Task set:
1 - Output the stretch of the blog post from "How you look" through "people. . .", copied word for word.
2 - Render this sentence from the blog post in Spanish: "Are you scared of anything that can't be supported by the facts?"

Given passage:
:::

Tuesday, July 17, 2007

How you look at it


Our pal Andif and her husband Jim left for one of their hiking trips today, and in the comments last night she gave us us this cool photo to hold us until they get back with some new ones. I'm posting it because I like it, but also because she has managed to make something ordinary--a few leaves--look strange and otherwordly and maybe even a little threatening. Which just happens, heh heh, to synchronize nicely with the post I had already written for today. Of course. If you'd never seen a leaf before, what in the world would you think those were? They look to me like hot air balloons, but also like pods, possibly full of pod people. . .

If you don't mind my asking, what scares you? And I'm not asking about just any kind of scare, either. . .

I'm interested in a particular kind of fear, the kind that is in no way supported by any facts whatsoever at all. Like, how kids are scared of the bogie-man under the bed. Like, how I was terrified of werewolves. Like, how my neighbors deadbolt their doors as if we live in a high crime neighborhood when in fact we live in a no-crime one.

Are you scared of anything that can't be supported by the facts? Or, do you know somebody who is?

:::

(Extracted records)
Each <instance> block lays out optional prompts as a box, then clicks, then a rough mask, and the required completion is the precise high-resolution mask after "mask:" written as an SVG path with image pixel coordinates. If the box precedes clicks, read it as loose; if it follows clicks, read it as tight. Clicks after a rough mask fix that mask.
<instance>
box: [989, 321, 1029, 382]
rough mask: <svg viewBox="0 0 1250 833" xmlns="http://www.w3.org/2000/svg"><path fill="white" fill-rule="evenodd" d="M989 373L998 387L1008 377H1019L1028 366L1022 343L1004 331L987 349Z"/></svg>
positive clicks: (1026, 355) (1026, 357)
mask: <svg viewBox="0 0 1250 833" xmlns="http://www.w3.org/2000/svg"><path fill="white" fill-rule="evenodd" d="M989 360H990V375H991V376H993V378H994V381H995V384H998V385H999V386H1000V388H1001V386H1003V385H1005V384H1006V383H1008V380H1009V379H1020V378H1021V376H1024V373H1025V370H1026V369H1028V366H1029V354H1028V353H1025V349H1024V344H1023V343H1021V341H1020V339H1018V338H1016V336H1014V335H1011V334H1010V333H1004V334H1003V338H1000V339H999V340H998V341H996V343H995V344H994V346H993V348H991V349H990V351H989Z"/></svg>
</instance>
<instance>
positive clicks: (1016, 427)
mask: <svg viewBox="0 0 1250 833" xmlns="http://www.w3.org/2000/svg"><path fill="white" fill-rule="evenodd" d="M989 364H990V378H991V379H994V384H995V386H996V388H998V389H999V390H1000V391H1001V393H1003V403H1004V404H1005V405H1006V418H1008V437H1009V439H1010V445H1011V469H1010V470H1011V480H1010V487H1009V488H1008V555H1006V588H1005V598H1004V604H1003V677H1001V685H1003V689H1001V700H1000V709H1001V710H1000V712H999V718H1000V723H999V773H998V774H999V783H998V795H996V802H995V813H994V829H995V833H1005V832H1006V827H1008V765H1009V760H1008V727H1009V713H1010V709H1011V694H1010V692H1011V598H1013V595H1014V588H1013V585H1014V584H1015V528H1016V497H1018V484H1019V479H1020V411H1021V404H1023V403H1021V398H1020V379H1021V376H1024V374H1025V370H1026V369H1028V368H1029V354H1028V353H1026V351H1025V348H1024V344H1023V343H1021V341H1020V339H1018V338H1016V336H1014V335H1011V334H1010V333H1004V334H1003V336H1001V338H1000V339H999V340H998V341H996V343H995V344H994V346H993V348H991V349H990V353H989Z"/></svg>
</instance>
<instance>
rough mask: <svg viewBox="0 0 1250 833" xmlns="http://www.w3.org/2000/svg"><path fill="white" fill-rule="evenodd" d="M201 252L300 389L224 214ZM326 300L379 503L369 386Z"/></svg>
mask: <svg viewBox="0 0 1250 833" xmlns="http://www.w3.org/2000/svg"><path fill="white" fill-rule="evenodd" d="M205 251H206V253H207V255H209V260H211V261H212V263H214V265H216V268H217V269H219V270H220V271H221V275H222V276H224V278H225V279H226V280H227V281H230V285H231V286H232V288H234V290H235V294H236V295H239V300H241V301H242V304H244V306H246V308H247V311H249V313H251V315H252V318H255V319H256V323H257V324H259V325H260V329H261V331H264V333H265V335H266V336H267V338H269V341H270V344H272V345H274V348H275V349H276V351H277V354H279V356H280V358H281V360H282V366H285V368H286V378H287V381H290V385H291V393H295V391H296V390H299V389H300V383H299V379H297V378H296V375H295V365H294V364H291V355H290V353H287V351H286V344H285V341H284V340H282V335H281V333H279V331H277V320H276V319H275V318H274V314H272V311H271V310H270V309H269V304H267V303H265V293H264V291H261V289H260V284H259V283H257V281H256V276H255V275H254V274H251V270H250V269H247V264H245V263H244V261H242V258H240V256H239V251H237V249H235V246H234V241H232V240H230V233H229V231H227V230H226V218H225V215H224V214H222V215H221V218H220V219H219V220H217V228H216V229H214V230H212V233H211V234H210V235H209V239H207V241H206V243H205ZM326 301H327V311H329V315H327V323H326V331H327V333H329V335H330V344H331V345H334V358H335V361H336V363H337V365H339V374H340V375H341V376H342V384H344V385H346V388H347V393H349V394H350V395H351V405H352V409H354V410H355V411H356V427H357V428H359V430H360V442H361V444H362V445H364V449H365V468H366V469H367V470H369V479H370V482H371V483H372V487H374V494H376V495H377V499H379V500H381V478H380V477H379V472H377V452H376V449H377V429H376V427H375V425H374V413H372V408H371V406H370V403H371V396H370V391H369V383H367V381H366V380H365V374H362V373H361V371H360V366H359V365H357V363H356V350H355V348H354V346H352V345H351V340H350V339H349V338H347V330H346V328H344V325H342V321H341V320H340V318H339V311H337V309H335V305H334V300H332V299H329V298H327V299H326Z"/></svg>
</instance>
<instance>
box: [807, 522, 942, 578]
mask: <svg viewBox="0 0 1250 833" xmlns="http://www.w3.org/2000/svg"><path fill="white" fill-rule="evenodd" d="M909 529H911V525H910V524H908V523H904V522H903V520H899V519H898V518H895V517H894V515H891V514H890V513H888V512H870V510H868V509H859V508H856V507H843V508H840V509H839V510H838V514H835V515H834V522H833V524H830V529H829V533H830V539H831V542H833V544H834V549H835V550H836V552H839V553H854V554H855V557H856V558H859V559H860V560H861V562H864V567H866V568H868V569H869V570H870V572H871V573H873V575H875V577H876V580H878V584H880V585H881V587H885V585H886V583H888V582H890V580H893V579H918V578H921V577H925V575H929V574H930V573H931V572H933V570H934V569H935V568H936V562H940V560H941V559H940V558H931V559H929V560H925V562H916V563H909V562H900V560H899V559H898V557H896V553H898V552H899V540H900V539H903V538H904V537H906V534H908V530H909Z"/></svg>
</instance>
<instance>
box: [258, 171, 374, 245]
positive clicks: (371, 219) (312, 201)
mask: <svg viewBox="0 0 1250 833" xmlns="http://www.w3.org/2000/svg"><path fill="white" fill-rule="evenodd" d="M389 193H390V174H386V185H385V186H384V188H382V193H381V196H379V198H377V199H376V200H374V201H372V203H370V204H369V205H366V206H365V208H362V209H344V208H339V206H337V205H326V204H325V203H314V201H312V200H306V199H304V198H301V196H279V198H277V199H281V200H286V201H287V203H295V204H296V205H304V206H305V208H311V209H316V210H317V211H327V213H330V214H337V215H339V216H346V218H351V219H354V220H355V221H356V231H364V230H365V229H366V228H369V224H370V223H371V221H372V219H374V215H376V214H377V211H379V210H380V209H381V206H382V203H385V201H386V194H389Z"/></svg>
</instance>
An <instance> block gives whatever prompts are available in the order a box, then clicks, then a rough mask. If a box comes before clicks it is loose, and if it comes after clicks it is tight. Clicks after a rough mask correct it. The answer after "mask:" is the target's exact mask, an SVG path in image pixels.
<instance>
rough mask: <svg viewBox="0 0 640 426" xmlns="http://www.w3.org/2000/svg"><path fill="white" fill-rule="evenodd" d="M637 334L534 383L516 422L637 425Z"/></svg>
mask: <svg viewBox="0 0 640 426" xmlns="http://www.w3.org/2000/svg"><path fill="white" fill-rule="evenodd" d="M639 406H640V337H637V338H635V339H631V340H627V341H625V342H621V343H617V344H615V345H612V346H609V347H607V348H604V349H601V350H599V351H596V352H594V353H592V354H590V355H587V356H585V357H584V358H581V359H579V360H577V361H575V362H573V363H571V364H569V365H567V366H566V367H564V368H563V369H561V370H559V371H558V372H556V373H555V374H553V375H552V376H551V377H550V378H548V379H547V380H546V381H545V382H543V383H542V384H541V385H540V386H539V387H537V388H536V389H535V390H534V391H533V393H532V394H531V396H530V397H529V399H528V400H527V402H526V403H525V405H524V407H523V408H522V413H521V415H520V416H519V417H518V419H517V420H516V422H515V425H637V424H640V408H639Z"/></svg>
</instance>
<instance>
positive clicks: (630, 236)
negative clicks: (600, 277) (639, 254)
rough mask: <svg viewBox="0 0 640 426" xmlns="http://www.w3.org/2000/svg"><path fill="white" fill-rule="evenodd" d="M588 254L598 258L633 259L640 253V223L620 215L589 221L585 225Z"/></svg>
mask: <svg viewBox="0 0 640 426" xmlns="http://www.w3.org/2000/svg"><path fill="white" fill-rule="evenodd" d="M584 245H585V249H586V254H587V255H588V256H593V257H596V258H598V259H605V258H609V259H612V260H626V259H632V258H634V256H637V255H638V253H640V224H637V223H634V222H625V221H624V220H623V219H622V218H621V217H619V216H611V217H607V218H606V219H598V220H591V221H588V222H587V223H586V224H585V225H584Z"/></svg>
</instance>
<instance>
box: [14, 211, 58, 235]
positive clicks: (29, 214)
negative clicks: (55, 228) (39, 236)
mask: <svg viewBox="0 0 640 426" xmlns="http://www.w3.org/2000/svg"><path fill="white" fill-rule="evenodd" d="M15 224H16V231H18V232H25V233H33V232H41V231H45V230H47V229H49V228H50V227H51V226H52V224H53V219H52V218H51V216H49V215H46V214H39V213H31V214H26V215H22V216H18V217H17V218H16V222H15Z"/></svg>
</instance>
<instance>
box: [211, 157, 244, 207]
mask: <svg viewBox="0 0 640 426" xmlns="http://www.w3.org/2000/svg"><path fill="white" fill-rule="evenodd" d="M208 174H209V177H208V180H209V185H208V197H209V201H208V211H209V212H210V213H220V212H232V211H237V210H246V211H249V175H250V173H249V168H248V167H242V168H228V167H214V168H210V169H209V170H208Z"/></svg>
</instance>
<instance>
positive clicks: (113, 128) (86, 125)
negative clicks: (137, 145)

:::

Task results:
1 -
How you look at it


Our pal Andif and her husband Jim left for one of their hiking trips today, and in the comments last night she gave us us this cool photo to hold us until they get back with some new ones. I'm posting it because I like it, but also because she has managed to make something ordinary--a few leaves--look strange and otherwordly and maybe even a little threatening. Which just happens, heh heh, to synchronize nicely with the post I had already written for today. Of course. If you'd never seen a leaf before, what in the world would you think those were? They look to me like hot air balloons, but also like pods, possibly full of pod people. . .

2 - ¿Te asusta algo que no pueda sustentarse con los hechos?